• Written instruction: Please convert the lines below into a JSON list of strings, one string per line, leaving out any blank lines.

• Data shown:
+--

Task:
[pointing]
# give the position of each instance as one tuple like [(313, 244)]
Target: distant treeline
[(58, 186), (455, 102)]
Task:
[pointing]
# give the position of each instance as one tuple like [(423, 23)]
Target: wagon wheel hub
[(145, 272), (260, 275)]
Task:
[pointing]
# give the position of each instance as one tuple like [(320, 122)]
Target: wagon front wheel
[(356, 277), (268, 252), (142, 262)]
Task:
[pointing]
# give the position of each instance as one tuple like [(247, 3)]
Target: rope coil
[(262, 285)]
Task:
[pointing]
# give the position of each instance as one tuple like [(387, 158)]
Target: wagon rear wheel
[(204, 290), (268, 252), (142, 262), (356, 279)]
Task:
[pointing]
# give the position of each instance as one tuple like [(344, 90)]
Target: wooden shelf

+--

• Answer for this exercise:
[
  "Task:",
  "[pointing]",
  "# give the position of each instance as one tuple like [(313, 244)]",
  "Target: distant treeline",
  "[(58, 186), (455, 102)]",
  "Task:",
  "[pointing]",
  "# give the position of each instance as one tuple like [(423, 23)]",
  "Target: wagon wheel hub",
  "[(145, 272), (260, 275)]",
  "Task:",
  "[pointing]",
  "# give the position of each instance as one tuple like [(320, 122)]",
  "Target: wagon front wheel",
  "[(356, 277), (268, 252), (142, 262)]",
  "Task:",
  "[pointing]",
  "# give the position of each instance as one tuple like [(247, 3)]",
  "Target: rope coil",
  "[(262, 285)]",
  "Task:",
  "[pointing]",
  "# give the position of each instance as one tuple like [(387, 158)]",
  "Target: wagon rear wheel",
  "[(204, 290), (268, 252), (142, 262), (356, 279)]",
  "Task:",
  "[pointing]",
  "# give the position of each instance as one tuple like [(344, 90)]",
  "Target: wooden shelf"
]